## DOCUMENT EXTRACT
------------------------------------------------------------

Update README.md

f707134 verified 20 days ago

6.66 kB

	---
	license: cc-by-nc-4.0
	tags:
	- agent
	- chemistry
	- environment
	---
	## Model Overview
	This model is an Contaminants of Emerging Concern Annotation Intelligent Agent built on the Dify platform, integrated with the Norman knowledge base, Pubchemlite_exposomics database, and Invitrodb_v4.3 database. It enables high-throughput, large-scale annotation of emerging contaminants, including usage classification and toxicity endpoints by inputting the IUPAC name of the target contaminant.

	## Model Purpose
	To construct a specialized knowledge database for emerging contaminants usage classification, which combines multi-source chemical/toxicological databases and AI agents. The core goals are:
	1. Realize fast and large-scale annotation of emerging contaminants' usage categories.
	2. Provide efficient query services for toxicity endpoints.
	3. Support high-throughput data analysis scenarios for emerging contaminants in environmental chemistry and toxicology research.

------------------------------------------------------------

## GIVEN ENTRIES
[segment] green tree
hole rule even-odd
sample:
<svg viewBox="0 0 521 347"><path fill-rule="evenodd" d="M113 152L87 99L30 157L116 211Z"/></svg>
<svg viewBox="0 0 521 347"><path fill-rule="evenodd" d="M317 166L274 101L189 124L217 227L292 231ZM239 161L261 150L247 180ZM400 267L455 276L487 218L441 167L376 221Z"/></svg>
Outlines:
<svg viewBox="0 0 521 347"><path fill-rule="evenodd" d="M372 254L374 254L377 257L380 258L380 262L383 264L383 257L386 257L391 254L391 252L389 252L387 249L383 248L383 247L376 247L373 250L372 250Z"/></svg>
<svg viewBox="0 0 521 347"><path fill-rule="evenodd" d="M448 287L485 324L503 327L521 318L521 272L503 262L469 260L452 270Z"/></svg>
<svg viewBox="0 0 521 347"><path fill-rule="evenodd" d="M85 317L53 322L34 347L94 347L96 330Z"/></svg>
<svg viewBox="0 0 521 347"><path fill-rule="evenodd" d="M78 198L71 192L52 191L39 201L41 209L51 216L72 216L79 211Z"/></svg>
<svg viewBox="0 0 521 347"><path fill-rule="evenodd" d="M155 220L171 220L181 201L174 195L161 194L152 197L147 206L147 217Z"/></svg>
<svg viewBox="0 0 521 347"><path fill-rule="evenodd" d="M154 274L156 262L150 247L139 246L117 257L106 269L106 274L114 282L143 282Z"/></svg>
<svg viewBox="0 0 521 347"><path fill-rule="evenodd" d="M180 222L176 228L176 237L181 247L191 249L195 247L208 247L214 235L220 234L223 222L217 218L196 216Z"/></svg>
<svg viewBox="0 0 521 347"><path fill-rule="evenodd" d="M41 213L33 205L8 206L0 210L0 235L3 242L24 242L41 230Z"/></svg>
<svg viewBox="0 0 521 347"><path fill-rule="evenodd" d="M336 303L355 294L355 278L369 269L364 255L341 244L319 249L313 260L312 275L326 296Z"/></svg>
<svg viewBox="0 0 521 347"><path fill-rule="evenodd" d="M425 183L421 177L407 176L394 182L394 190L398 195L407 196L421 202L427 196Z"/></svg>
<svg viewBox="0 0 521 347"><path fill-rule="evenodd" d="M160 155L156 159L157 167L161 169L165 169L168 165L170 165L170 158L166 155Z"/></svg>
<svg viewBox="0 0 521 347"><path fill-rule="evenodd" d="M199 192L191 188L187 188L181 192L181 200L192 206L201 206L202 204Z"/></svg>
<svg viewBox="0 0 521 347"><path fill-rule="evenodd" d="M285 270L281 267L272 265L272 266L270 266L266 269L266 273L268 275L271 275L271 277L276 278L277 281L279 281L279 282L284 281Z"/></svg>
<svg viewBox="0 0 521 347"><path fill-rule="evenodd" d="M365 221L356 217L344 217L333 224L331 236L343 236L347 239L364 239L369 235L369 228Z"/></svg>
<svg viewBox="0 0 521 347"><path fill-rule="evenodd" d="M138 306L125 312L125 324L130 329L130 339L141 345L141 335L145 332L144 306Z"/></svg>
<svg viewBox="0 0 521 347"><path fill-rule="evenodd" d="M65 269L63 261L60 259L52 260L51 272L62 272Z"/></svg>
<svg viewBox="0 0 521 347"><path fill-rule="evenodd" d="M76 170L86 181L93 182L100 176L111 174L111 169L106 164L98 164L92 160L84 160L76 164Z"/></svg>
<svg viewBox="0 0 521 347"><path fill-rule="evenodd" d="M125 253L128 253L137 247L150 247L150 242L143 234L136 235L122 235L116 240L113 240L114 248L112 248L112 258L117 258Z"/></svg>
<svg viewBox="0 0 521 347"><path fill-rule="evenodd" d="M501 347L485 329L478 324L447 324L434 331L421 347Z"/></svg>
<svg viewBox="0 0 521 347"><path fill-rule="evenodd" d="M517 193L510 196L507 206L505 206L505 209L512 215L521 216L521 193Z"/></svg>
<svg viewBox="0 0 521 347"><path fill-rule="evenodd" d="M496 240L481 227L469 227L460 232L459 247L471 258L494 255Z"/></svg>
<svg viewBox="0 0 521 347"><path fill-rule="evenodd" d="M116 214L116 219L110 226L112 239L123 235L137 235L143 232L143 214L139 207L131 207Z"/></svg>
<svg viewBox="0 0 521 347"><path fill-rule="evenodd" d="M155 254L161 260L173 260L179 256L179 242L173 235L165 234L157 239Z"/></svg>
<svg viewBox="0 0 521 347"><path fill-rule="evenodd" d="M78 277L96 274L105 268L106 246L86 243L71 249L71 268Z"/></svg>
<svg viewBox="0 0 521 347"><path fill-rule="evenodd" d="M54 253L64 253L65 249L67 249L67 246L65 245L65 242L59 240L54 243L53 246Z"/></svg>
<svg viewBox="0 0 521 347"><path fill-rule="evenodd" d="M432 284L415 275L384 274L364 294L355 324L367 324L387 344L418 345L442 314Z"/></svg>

------------------------------------------------------------

## EXPLORE THE MATERIAL
1. Rewrite the model card passage starting with "f707134 verified 20" and going on through "the target contaminant.", changing "platform" to "framework".
2. According to the model card, what does a user input to annotate a contaminant?
The records come from a different source than the model card.

## ANSWER SET
1.
f707134 verified 20 days ago

6.66 kB

	---
	license: cc-by-nc-4.0
	tags:
	- agent
	- chemistry
	- environment
	---
	## Model Overview
	This model is an Contaminants of Emerging Concern Annotation Intelligent Agent built on the Dify framework, integrated with the Norman knowledge base, Pubchemlite_exposomics database, and Invitrodb_v4.3 database. It enables high-throughput, large-scale annotation of emerging contaminants, including usage classification and toxicity endpoints by inputting the IUPAC name of the target contaminant.

2. The IUPAC name of the target contaminant.